Locate every line of the listing below that holds the word "cleaning", and copy each one in full.

- [Point annotation records]
────────────────────────────────────────
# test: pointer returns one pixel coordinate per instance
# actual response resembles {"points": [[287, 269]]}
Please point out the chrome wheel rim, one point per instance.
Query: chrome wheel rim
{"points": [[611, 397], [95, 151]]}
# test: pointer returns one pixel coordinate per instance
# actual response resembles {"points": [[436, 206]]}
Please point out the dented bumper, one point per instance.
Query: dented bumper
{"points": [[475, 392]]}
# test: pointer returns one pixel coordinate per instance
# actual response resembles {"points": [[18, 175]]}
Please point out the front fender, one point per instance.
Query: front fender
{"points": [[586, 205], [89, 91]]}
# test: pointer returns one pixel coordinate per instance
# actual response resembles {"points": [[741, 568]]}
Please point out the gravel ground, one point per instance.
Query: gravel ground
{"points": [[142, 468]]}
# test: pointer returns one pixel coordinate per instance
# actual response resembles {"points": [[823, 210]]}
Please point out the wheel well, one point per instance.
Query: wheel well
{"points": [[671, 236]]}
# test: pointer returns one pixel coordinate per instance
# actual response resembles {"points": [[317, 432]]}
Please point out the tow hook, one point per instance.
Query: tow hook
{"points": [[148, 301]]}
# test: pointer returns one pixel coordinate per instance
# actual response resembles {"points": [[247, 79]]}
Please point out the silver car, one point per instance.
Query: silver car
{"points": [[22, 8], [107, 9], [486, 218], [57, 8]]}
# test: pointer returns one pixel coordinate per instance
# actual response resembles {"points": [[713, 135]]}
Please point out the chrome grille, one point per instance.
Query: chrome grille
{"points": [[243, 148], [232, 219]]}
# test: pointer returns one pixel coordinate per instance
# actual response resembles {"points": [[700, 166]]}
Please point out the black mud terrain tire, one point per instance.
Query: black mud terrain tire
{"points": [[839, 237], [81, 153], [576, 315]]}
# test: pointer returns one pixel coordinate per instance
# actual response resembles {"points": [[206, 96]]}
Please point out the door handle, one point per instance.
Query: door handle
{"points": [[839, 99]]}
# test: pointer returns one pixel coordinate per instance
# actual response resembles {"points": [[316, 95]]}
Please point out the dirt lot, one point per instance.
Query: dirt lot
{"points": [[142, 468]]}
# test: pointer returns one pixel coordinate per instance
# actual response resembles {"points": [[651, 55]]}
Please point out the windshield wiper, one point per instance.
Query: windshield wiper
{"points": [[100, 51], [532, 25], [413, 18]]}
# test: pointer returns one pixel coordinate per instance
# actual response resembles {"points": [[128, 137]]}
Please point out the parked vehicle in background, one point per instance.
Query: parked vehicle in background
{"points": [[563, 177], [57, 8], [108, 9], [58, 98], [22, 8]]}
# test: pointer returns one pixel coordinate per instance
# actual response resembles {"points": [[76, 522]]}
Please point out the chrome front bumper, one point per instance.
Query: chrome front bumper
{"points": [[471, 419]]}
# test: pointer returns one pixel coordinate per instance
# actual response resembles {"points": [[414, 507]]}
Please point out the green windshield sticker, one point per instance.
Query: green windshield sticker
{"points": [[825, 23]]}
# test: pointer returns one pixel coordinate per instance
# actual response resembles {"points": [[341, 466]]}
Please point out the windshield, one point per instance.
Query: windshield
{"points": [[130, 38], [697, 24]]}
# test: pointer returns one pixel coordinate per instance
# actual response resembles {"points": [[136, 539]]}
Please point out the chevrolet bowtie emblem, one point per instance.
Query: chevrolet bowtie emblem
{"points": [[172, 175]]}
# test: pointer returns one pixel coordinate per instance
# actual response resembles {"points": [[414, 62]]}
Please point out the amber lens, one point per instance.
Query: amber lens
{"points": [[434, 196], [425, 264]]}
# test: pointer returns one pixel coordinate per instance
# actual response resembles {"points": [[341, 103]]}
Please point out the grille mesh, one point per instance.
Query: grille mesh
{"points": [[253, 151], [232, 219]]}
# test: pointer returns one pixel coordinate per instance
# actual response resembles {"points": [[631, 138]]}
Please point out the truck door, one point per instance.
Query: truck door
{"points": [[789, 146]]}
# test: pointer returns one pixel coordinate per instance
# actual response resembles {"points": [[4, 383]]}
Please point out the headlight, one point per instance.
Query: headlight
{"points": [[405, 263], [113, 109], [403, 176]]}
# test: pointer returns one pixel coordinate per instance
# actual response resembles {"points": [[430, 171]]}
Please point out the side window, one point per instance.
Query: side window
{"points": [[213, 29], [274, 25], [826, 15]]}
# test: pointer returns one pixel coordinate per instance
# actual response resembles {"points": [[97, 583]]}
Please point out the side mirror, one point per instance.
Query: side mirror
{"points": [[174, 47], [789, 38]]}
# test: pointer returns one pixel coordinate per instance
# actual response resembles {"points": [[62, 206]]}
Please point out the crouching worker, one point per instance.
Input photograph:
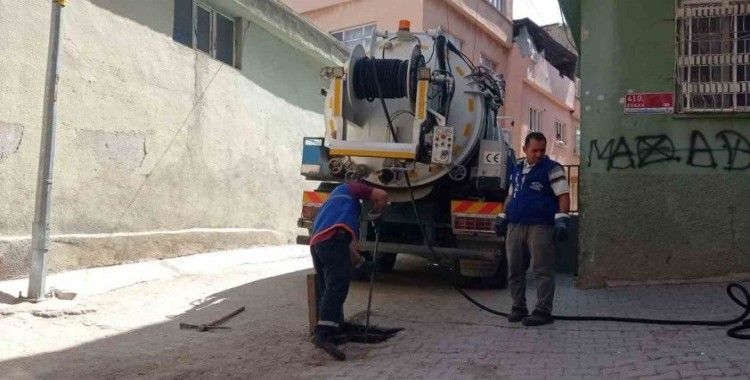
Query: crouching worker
{"points": [[334, 250]]}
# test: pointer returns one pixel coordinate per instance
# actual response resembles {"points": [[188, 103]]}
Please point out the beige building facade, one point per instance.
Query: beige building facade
{"points": [[179, 126]]}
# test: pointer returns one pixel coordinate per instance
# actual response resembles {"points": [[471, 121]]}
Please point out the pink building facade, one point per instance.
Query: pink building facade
{"points": [[538, 97]]}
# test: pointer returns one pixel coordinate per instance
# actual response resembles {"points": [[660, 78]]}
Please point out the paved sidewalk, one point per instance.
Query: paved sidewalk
{"points": [[130, 330], [458, 341]]}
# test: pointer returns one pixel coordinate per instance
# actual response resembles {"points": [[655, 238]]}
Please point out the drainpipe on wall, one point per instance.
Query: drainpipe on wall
{"points": [[40, 230]]}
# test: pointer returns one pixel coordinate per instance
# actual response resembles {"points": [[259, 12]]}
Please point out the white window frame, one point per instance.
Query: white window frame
{"points": [[365, 40], [487, 62], [535, 119], [561, 130], [717, 62], [212, 32], [498, 4]]}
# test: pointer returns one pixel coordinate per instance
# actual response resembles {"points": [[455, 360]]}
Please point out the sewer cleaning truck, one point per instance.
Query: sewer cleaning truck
{"points": [[416, 117]]}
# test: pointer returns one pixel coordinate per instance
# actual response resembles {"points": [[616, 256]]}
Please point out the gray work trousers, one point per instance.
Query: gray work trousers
{"points": [[538, 240]]}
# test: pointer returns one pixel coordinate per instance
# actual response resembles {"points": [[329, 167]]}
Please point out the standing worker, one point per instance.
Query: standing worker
{"points": [[535, 216], [334, 250]]}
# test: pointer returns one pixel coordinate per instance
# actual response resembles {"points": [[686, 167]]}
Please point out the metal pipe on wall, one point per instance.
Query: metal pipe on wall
{"points": [[40, 230]]}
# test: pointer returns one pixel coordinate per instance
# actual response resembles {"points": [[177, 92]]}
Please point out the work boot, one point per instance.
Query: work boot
{"points": [[326, 344], [517, 314], [538, 318]]}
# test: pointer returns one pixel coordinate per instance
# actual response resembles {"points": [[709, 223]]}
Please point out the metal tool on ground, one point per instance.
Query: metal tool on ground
{"points": [[214, 324], [376, 227]]}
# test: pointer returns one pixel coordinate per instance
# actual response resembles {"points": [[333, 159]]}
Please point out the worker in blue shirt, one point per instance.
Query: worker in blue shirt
{"points": [[334, 250], [535, 216]]}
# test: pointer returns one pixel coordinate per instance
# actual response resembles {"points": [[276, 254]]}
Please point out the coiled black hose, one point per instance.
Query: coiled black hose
{"points": [[388, 74]]}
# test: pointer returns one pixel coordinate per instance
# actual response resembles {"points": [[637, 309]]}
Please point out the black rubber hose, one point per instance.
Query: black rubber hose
{"points": [[734, 332], [388, 74]]}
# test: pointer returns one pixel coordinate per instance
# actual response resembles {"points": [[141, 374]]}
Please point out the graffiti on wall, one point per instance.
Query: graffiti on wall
{"points": [[727, 150]]}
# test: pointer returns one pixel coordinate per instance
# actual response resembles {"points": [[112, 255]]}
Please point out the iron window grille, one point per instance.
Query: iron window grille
{"points": [[713, 56]]}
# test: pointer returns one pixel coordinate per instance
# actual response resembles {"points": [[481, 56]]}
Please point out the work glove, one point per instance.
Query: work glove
{"points": [[376, 220], [562, 225], [501, 225]]}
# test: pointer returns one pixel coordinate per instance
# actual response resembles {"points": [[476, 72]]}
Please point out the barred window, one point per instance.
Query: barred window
{"points": [[713, 62]]}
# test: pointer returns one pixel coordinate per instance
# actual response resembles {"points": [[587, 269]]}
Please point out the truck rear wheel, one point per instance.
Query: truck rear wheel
{"points": [[386, 261], [496, 278]]}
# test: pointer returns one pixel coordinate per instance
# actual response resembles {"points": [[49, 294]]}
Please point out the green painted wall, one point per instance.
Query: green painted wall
{"points": [[663, 196]]}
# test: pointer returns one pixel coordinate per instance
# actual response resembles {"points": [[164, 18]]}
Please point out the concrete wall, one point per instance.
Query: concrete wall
{"points": [[161, 150], [664, 196]]}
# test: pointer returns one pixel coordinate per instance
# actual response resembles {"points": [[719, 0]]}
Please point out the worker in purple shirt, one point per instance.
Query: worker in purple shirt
{"points": [[535, 216], [334, 250]]}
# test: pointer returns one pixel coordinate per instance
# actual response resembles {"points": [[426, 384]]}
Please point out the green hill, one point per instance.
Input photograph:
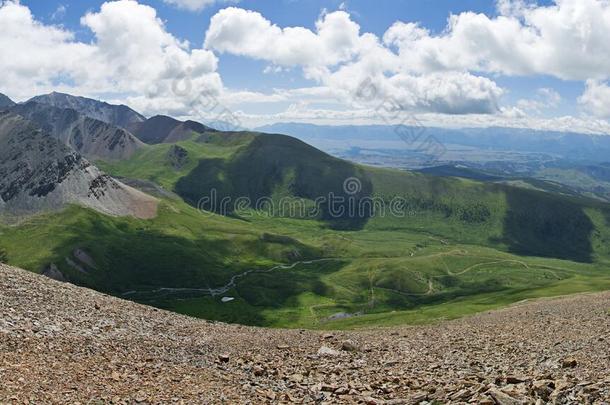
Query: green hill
{"points": [[433, 247]]}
────────────────────────────────────────
- [Final result]
Please point out the sewer cleaning truck, one point per instance.
Query: sewer cleaning truck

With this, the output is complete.